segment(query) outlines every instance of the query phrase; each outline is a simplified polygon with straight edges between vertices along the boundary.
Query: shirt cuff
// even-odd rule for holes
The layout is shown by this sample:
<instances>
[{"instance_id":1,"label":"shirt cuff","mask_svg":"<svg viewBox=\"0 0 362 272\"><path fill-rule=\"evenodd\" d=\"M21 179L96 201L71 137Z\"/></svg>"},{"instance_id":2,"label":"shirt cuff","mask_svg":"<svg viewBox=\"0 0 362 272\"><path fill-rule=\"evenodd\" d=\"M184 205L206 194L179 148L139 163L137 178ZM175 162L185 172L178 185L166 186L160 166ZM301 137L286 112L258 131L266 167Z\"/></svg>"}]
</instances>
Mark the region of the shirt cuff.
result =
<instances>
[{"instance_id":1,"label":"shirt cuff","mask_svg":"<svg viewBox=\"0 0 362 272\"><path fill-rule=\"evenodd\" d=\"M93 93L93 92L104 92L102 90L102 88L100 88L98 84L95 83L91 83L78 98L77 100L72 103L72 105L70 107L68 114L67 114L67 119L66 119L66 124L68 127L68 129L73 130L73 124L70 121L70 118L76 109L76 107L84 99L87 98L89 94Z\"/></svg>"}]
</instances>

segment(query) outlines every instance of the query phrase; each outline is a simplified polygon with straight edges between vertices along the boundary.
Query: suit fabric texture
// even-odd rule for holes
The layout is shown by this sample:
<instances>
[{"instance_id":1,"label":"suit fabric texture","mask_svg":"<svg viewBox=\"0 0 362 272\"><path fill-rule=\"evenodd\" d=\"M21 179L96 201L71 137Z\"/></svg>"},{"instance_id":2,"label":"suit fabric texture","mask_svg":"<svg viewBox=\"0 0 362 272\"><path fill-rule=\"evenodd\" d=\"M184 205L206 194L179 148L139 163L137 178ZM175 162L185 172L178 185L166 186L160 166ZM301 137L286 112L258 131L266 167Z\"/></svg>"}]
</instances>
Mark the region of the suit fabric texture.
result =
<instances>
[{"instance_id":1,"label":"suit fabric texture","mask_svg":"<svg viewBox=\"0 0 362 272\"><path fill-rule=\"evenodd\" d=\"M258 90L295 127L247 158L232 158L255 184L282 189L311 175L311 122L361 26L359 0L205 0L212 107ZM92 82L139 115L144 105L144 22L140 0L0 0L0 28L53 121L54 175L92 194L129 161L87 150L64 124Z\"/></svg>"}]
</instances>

☆ ☆ ☆ ☆ ☆ ☆ ☆

* _The task_
Copy the rows above word for word.

* _Answer to the exercise_
segment(query) outlines every instance of the query phrase; each outline is a simplified polygon with straight edges between vertices along the boundary.
Query: shirt cuff
// even-odd rule for holes
The layout is shown by this sample:
<instances>
[{"instance_id":1,"label":"shirt cuff","mask_svg":"<svg viewBox=\"0 0 362 272\"><path fill-rule=\"evenodd\" d=\"M21 179L96 201L71 137Z\"/></svg>"},{"instance_id":2,"label":"shirt cuff","mask_svg":"<svg viewBox=\"0 0 362 272\"><path fill-rule=\"evenodd\" d=\"M184 205L206 194L179 148L139 163L137 178ZM175 162L185 172L178 185L166 186L160 166ZM301 137L286 112L258 131L266 167Z\"/></svg>"}]
</instances>
Mark the region of the shirt cuff.
result =
<instances>
[{"instance_id":1,"label":"shirt cuff","mask_svg":"<svg viewBox=\"0 0 362 272\"><path fill-rule=\"evenodd\" d=\"M93 93L93 92L104 92L102 90L102 88L100 88L98 84L95 83L91 83L78 98L77 100L72 103L72 105L70 107L68 114L67 114L67 119L66 119L66 124L68 127L68 129L73 130L73 124L70 121L70 118L76 109L76 107L84 99L87 98L89 94Z\"/></svg>"}]
</instances>

segment(query) outlines every instance of the query phrase; each outline is a simplified polygon with straight edges between vertices along the boundary.
Query: suit fabric texture
// even-odd rule for holes
The layout is shown by this sample:
<instances>
[{"instance_id":1,"label":"suit fabric texture","mask_svg":"<svg viewBox=\"0 0 362 272\"><path fill-rule=\"evenodd\" d=\"M21 179L96 201L71 137Z\"/></svg>"},{"instance_id":2,"label":"suit fabric texture","mask_svg":"<svg viewBox=\"0 0 362 272\"><path fill-rule=\"evenodd\" d=\"M184 205L206 194L179 148L139 163L137 178ZM175 162L185 172L178 185L166 186L160 166ZM301 137L286 112L258 131L266 167Z\"/></svg>"}]
</instances>
Mark the region of the suit fabric texture.
result =
<instances>
[{"instance_id":1,"label":"suit fabric texture","mask_svg":"<svg viewBox=\"0 0 362 272\"><path fill-rule=\"evenodd\" d=\"M258 90L295 127L247 158L232 158L255 184L282 189L311 175L311 122L361 26L359 0L205 0L212 107ZM92 82L139 115L144 105L144 22L140 0L0 0L0 28L53 121L54 175L92 194L129 161L87 150L64 124Z\"/></svg>"}]
</instances>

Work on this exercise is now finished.